(Natural-language object grounding data)

BEGIN

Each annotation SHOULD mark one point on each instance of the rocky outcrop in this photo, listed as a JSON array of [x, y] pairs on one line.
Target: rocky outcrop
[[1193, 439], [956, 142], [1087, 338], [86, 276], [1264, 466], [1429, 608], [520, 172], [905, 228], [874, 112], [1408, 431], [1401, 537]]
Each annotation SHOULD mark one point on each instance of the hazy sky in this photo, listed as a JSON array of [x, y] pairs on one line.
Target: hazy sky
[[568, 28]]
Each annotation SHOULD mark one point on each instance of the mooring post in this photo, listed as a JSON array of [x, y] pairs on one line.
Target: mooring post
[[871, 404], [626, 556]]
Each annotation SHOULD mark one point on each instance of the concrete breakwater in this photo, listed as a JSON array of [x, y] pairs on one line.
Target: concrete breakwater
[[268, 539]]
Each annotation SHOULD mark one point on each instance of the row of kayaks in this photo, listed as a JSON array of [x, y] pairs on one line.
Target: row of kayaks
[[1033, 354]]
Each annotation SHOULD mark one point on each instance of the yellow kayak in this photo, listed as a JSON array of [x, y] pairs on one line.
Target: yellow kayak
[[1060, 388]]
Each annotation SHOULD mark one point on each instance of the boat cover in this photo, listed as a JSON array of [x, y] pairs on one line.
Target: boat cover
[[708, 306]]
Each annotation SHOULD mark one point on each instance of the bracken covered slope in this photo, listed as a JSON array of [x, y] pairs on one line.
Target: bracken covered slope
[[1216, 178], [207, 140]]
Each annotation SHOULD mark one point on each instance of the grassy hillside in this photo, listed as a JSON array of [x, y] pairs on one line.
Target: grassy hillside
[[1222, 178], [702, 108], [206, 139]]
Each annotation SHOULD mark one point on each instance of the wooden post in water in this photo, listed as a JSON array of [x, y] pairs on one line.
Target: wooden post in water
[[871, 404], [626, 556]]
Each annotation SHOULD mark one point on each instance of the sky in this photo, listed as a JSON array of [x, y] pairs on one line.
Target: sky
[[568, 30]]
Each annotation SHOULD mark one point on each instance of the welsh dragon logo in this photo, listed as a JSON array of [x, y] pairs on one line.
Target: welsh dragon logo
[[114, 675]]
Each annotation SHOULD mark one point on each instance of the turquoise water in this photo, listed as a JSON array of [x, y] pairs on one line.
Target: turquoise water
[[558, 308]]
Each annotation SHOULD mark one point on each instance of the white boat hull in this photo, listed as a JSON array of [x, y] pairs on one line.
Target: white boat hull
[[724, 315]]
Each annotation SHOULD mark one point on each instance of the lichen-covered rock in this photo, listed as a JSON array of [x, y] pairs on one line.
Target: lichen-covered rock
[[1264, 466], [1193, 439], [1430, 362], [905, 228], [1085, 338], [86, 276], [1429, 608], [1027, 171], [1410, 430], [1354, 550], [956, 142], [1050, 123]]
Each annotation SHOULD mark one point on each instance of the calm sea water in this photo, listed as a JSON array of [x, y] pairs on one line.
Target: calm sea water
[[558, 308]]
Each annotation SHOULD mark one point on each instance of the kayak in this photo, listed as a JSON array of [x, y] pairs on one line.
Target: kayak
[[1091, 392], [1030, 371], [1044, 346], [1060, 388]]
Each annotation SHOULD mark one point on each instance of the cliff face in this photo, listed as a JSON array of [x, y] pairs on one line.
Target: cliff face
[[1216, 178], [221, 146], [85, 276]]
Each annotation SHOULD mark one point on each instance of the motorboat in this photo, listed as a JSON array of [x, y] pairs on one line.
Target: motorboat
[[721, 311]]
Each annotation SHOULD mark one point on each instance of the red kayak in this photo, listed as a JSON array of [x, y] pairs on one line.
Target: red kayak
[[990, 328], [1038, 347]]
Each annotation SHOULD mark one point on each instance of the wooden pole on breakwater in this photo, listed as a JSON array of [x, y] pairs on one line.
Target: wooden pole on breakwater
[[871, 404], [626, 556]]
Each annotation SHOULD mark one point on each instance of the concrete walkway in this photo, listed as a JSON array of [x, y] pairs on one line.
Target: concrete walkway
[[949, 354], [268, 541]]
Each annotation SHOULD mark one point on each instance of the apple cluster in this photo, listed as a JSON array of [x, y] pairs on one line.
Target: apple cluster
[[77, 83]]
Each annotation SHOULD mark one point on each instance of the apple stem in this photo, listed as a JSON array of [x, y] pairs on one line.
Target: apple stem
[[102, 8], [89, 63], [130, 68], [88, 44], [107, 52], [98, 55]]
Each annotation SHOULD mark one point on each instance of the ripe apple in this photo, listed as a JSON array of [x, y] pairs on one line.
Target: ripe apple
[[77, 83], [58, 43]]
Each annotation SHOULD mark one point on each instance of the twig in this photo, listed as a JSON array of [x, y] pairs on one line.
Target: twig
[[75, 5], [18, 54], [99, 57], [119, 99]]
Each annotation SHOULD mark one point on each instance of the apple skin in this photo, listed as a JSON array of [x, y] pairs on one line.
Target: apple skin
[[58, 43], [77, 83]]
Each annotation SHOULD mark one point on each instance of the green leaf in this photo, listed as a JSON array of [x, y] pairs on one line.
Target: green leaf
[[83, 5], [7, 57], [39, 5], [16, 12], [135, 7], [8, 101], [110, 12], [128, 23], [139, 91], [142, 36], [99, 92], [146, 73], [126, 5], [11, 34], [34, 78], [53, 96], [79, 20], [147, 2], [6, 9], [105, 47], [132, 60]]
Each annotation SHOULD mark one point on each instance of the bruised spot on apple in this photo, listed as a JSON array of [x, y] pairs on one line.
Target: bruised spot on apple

END

* [How to complete this task]:
Your answer should consist of the lines from the line with "Target: twig" through the last line of the data, set down exactly, both included.

* [Task result]:
Target: twig
[[75, 5], [18, 54], [99, 57], [119, 99]]
Each annotation SHOULD mark one point on each instance of the apple skin in this photo, listed as a JSON array of [x, y] pairs on one line.
Target: apple skin
[[58, 43], [77, 83]]
Each annotation SHOULD mark one point on each instance of the green leaf in this photo, listed as a JSON array of [x, y] pairs on one line.
Target: green leaf
[[83, 5], [7, 57], [39, 5], [16, 12], [135, 7], [8, 101], [110, 12], [128, 23], [139, 91], [142, 36], [99, 92], [146, 73], [126, 5], [11, 34], [34, 78], [53, 96], [79, 20], [147, 2], [6, 9], [105, 47], [132, 60]]
Each annotation SHOULD mark one point on each instance of the bruised spot on apple in this photo, listed as a JSON array of [x, y] pairs on one line.
Target: bruised spot on apple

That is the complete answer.